PR レンズ分析

【深層解説】 ニコン大口径標準レンズ NIKON AF-S NIKKOR 58mm F1.4G-分析020

この記事では、ニコンの一眼レフカメラFマウントシステム用の交換レンズである大口径標準レンズAF-S 58mm F1.4Gの歴史と供に設計性能を徹底分析します。

さて、写真やカメラが趣味の方でも、レンズの仕組みや性能の違いがよくわからないと感じませんか?

当ブログでは、光学エンジニアでいわゆるレンズのプロである私(高山仁)が、レンズの時代背景や特許情報から設計値を推定し、知られざる真の光学性能をやさしく紹介します。

当記事をお読みいただくと、あなたの人生におけるパートナーとなるような、究極の1本が見つかるかもしれません。

レンズの概要

1959年に発売が開始されたニコン初の一眼レフカメラ「NIKON F」には専用の「Fマウントレンズ」が用意されました。

その後、NIKON Fシリーズは、激動の昭和から平成の終わる2018年まで一貫したマウント構造を維持しながら発展を続け、カメラと供に多くの銘レンズを発売し続けました。

さらに2018年以降は、ミラーレス一眼カメラとして進化したZマウントシステムへ移行し、新たな発展を続けています。

これまでに半世紀以上続くFマウント/Zマウントのレンズシリーズは、標準レンズである焦点距離50mm台のレンズも多数発売されました。

そこで、現在(2020年)でも入手可能なNIKONの標準レンズの分析をシリーズ化して行います。

現在、NIKONの標準レンズ(焦点距離50mm台)の製品は以下の製品が販売されています。

Fマウントレンズ

  ※Ai 50mm /f1.2Sは在庫限り

Zマウントレンズ

その総数は実に8本と脅威的、しかもそれぞれに光学系は異なるようです。

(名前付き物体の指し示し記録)
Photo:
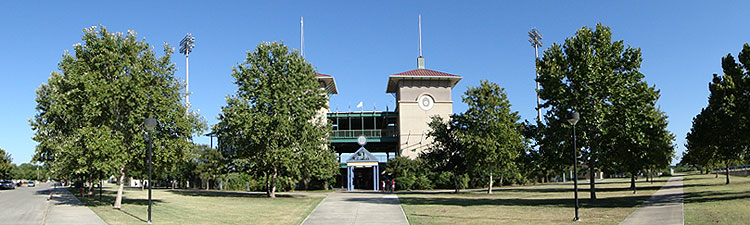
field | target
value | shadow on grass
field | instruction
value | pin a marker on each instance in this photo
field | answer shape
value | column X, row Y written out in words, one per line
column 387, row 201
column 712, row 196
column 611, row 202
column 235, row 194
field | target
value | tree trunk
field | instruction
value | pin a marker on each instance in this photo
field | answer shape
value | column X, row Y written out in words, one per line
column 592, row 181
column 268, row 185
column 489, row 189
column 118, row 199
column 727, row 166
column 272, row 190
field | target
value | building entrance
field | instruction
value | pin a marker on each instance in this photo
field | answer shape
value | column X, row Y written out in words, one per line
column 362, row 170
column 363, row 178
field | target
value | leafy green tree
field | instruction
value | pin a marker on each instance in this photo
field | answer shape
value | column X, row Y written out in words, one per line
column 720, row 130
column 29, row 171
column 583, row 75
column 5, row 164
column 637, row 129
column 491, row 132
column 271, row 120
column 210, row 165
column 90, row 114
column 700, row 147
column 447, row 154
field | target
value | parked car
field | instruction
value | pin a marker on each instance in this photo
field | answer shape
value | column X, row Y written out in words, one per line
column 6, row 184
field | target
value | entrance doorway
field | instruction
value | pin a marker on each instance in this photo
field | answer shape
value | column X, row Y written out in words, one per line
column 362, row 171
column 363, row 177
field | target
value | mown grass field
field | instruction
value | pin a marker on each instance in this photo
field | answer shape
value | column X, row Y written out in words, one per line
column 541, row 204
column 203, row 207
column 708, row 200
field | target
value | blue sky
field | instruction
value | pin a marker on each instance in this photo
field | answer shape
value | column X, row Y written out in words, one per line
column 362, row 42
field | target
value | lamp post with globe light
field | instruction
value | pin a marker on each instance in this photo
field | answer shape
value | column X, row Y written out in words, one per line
==
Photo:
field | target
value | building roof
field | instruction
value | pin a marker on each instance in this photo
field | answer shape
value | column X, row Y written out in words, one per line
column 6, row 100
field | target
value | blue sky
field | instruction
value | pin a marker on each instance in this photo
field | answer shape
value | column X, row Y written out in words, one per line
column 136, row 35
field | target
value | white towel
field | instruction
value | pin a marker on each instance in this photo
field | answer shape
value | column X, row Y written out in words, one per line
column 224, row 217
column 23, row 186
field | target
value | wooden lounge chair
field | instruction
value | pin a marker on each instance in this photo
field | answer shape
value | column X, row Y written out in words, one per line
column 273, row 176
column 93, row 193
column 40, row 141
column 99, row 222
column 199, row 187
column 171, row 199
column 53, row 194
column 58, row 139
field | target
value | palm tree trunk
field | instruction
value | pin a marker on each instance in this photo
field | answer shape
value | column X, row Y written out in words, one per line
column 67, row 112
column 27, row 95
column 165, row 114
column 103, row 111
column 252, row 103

### 課題一覧
A. ニコン標準レンズの記事について、次の問いに答えてください。
(i) ニコン初の一眼レフカメラ「NIKON F」の発売開始は何年か。
(ii) Zマウントシステムへの移行が始まったのは何年以降か。
(iii) 現在入手可能な焦点距離50mm台の標準レンズの総数は何本か。
B. ニコン標準レンズの記事を、最後の文の後から書き進めてください。

### 解答
A.
(i) 1959年
(ii) 2018年以降
(iii) 8本

B.
なお、Zマウントレンズとも言われるNIKKOR Zは最新のミラーレス一眼カメラ用のレンズです。

Zマウントカメラは、例えば以下のような製品が発売されています。

Nikon
¥539,000 (2024/04/20 00:17:48時点 Amazon調べ-詳細)

Zマウントのカメラには、マウントアダプターを装着すると一眼レフ用のFマウントレンズなどを利用することも可能です。

逆にZレンズはミラーレス専用ですから、一眼レフのFマウントカメラには装着できませんのでご注意ください。

今回のレンズ

今回は標準レンズ分析記事シリーズの第5回目、前回は2008年発売の50mm F1.4Gを分析しましたが、今回は焦点距離が若干変わって2013年に発売の58mm F1.4Gを取り上げます。

この半端な焦点距離はNikkor-S Auto 5.8cm F1.4AI Noct Nikkor 58mm F1.2をリスペクトしているものと思います。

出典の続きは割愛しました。